▶ **GIVEN REQUEST 1**:
In the post about the weekend, list every short label made of a capital letter, alone or followed by a digit, that the writer uses for a person.

▶ **DOCUMENT**:
★ ★ ★ ★ ★ ★ ★

OK, this is kinda long...

I had a pretty good weekend...but potentially screwed up yesterday...
W calls me Sat morning (as expected) to see when I wanted to pick up the kids. She mentions that D9 didn't want to spend the night at my place that night. I expressed my dismay at this, and a conversation ensued. We spoke of how I was supposed to be getting 3 overnights a week by now, yet it's been about 3 a month. I told her I'm wasting money on renting a place with an extra room because it goes largely unused. Also told W that the day will come, if she continues down this path, where D9 and D4 will not have any say whether they stay at one place or not - if it is in the agreement, that's how it's going to be. Also told her I don't want it to be this way, and that she's the one who wants all of this (to which she told me to stop telling her that she's the only one who wants this) and that's just the way it is going to be. I sure don't like the arrangement. She said she'd call the counselor to discuss parenting times (she has said this many times over the months, but has never acted on this...). I suspect she won't call the counselor (but if she does, it is our DB counselor, FWIW). If she does arrange a meeting, maybe something good will come of it, I don't know. My thought is that if she doesn't take that step, it is one step that is not closer to the D.
So, I decided I'd be smart to cool my jets (I don't believe I was sounding angry, but the conv was a little tense and somewhat uncomfortable). So, somehow I (we) calmed the conversation, and ended on some agreeable and calm note. And, I agreed to pick up the kids at noon. OK so far.

★ ★ ★ ★ ★ ★ ★

▶ **DATASET EXCERPTS**:

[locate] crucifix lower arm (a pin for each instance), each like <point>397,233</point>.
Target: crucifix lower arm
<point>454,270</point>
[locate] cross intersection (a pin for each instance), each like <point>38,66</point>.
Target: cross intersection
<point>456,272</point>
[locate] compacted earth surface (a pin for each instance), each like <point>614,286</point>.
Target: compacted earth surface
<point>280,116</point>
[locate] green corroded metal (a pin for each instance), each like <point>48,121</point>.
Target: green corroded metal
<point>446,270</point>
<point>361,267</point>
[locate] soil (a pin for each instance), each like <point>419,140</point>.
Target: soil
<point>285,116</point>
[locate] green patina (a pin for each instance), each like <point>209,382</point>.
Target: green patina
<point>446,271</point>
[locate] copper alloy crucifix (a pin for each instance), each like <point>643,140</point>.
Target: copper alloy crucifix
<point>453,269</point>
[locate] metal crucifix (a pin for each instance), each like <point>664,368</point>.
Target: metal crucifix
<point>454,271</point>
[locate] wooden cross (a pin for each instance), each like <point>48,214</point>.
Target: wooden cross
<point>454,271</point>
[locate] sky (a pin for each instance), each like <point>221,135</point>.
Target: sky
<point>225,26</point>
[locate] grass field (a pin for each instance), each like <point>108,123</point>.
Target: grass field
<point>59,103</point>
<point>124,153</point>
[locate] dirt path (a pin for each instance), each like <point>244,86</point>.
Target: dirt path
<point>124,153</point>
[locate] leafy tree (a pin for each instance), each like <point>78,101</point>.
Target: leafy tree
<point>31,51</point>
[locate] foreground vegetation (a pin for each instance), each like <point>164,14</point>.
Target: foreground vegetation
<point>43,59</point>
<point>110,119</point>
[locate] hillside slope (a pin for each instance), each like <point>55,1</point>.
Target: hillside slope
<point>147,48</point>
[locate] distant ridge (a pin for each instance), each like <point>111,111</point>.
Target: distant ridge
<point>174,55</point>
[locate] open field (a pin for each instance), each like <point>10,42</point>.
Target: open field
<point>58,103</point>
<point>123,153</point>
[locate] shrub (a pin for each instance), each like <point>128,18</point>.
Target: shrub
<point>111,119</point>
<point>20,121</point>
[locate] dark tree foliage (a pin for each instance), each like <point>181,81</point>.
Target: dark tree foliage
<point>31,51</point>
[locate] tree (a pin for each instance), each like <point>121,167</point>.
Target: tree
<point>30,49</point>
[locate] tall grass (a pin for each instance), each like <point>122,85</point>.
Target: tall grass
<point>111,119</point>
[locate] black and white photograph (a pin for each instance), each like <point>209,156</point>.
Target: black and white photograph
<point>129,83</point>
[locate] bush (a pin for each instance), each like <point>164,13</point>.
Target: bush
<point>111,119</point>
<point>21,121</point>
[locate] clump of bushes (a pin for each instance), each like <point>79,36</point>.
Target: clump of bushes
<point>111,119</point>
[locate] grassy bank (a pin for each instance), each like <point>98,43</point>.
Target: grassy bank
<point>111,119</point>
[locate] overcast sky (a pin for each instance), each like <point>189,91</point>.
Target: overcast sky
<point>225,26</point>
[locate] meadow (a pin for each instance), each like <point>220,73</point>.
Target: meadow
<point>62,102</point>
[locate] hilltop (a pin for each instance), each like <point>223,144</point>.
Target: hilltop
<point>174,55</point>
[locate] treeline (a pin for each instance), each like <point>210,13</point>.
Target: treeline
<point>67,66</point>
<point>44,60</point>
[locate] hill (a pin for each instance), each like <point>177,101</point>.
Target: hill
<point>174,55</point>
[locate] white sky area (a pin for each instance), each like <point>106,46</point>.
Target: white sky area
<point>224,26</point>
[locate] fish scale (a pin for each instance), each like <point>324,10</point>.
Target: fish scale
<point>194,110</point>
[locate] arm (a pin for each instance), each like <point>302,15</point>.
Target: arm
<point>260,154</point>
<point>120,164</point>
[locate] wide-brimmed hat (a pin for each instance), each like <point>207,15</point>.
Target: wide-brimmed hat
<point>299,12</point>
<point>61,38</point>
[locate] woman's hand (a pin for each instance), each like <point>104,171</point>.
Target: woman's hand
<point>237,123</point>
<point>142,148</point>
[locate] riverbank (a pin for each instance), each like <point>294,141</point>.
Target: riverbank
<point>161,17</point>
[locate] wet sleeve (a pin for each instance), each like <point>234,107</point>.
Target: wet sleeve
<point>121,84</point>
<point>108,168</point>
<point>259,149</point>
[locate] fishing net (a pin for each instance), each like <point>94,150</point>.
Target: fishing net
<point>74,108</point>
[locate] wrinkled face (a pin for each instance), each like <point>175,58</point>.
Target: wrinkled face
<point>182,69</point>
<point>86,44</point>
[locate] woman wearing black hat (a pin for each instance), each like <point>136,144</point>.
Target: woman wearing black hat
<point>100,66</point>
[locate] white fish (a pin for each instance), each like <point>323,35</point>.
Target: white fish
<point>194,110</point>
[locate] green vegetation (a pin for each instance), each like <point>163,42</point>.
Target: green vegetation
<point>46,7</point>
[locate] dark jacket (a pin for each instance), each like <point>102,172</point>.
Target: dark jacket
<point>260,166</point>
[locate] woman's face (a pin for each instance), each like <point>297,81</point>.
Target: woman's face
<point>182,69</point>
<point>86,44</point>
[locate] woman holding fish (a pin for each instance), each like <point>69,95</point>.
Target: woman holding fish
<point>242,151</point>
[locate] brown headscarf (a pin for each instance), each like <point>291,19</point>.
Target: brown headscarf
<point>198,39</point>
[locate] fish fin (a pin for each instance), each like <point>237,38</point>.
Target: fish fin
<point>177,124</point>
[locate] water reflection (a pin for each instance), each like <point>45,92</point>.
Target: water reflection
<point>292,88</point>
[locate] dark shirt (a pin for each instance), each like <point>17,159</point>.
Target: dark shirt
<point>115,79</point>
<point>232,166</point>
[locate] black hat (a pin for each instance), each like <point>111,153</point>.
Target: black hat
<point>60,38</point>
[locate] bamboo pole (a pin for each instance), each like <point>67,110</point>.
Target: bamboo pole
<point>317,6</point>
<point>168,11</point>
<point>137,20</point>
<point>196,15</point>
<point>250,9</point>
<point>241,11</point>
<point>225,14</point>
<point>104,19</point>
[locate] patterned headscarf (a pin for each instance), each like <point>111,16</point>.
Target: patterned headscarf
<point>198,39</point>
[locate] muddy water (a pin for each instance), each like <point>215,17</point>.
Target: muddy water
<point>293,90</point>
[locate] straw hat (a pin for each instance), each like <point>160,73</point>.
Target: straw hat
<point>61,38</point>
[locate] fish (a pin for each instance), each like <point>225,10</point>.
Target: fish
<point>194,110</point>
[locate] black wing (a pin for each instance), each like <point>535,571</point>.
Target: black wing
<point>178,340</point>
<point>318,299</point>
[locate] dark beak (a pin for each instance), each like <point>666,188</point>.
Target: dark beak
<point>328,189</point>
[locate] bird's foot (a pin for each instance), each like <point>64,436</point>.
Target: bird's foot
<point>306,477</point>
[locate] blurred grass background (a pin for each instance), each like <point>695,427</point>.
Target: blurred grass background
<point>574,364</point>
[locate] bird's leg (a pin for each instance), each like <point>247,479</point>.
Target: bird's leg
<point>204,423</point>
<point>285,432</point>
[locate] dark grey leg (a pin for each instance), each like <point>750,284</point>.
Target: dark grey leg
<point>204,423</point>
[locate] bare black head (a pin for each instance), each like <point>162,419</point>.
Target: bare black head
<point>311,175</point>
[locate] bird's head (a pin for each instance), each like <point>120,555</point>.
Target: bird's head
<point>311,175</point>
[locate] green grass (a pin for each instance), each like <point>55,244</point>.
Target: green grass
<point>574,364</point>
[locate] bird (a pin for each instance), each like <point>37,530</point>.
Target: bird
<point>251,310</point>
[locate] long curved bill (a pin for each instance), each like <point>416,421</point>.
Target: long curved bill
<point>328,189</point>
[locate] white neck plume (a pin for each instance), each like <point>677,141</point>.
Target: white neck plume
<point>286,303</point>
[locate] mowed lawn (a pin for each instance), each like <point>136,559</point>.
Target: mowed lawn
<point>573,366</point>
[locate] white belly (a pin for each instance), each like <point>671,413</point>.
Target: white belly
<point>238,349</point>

★ ★ ★ ★ ★ ★ ★

▶ **GIVEN REQUEST 2**:
Repeat the stretch of the rows from the line that contains "[locate] soil (a" through the line that contains "<point>453,269</point>", both ends included.

▶ **TASK ANSWER 1**:
W, D9, D4

▶ **TASK ANSWER 2**:
[locate] soil (a pin for each instance), each like <point>419,140</point>.
Target: soil
<point>285,116</point>
[locate] green patina (a pin for each instance), each like <point>209,382</point>.
Target: green patina
<point>446,271</point>
[locate] copper alloy crucifix (a pin for each instance), each like <point>643,140</point>.
Target: copper alloy crucifix
<point>453,269</point>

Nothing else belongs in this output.